In another message, on March 11, 2020, Wei proposed backdating by three months a service agreement relating to various operations between the UK unit and Binance’s Cayman Islands holding company. The aim: to buy time with the UK regulator. The FCA had recently applied strict anti-money laundering and counter-terrorism rules to the crypto industry. But any firm that could show it had been operating before Jan. 10, 2020, would be exempt from registering for another year.

Wei said Binance needed to persuade the FCA that “our UK entity have started operation before 10 January, 2020.”

“Companies with existing crypto activities” in the UK prior to that date “can continue their operations without registering with the FCA until 10 Jan. 2021,” she wrote.

Another executive wrote the backdating manoeuvre could be a “source of suspicion.”

Zhao waved the plan through. “I am fine with it,” he wrote. He later signed the document, which was seen by Reuters. The FCA declined to comment on the episode.

_TASK STATEMENT_.
For each statement about the Binance backdating excerpt, answer yes or no and quote the words from the excerpt that decide it. (a) Wei proposed backdating the service agreement by six months. (b) A firm that could show it had been operating before Jan. 10, 2020, would not have to register for another year. (c) Zhao refused to sign the document. The material that comes after this text has nothing to do with it.

_SUPPLIED MATERIAL_.
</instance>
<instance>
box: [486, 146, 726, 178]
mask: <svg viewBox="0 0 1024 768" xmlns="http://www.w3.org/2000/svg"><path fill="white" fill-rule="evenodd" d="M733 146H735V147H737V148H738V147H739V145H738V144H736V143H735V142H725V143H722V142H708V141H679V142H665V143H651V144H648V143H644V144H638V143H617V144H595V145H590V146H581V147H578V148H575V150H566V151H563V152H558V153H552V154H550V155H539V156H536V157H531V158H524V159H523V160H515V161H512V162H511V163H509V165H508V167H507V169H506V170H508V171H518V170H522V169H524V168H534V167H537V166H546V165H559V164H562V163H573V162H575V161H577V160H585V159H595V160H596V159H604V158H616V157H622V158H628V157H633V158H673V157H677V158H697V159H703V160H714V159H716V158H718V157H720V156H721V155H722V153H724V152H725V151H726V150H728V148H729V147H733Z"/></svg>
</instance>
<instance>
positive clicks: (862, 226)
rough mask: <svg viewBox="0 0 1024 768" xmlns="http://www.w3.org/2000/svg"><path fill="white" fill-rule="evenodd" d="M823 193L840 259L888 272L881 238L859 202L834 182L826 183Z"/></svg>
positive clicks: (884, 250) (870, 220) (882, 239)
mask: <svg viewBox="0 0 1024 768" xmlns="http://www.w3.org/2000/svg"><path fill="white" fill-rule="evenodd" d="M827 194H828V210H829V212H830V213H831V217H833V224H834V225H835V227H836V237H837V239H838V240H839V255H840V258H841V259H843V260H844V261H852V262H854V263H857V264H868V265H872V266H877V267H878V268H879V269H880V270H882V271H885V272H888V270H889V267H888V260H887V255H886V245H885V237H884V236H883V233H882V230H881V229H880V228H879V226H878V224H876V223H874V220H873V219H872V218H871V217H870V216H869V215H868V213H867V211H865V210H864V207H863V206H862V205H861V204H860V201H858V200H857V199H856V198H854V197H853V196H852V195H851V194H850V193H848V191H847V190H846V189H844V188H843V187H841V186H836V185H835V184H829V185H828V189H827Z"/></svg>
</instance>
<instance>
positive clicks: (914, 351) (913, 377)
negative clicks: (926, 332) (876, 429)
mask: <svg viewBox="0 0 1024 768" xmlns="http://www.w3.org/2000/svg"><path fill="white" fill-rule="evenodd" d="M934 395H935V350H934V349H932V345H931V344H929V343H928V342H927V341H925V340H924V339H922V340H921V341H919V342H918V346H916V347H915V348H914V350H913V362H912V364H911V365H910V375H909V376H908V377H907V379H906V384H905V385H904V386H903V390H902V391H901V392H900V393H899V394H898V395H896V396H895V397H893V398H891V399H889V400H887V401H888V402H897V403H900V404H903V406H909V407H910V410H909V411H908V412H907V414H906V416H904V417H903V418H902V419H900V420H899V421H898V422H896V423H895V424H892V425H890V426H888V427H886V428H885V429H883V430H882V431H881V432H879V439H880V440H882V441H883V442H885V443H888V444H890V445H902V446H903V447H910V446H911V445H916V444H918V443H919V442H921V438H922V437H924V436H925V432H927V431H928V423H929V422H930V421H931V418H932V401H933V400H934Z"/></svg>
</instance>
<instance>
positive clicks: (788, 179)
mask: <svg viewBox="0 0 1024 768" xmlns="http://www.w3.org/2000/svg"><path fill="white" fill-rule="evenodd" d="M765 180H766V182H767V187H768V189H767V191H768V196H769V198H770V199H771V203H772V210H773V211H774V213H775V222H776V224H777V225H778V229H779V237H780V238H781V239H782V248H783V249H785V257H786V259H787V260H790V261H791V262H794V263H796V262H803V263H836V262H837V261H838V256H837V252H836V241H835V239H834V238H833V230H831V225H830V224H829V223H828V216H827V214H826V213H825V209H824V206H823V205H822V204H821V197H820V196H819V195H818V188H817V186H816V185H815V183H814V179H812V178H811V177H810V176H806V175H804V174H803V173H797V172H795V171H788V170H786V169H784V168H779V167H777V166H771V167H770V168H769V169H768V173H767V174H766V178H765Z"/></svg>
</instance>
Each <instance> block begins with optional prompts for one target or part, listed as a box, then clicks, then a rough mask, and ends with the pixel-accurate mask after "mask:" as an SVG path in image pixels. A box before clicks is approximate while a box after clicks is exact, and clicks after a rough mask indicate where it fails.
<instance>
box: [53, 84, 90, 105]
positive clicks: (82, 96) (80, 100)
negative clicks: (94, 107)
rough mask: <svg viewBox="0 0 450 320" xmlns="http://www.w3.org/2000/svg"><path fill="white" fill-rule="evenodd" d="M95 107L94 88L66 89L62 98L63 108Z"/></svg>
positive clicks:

_EXERCISE OUTPUT_.
(a) No: "Wei proposed backdating by three months a service agreement"
(b) Yes: "any firm that could show it had been operating before Jan. 10, 2020, would be exempt from registering for another year"
(c) No: "He later signed the document"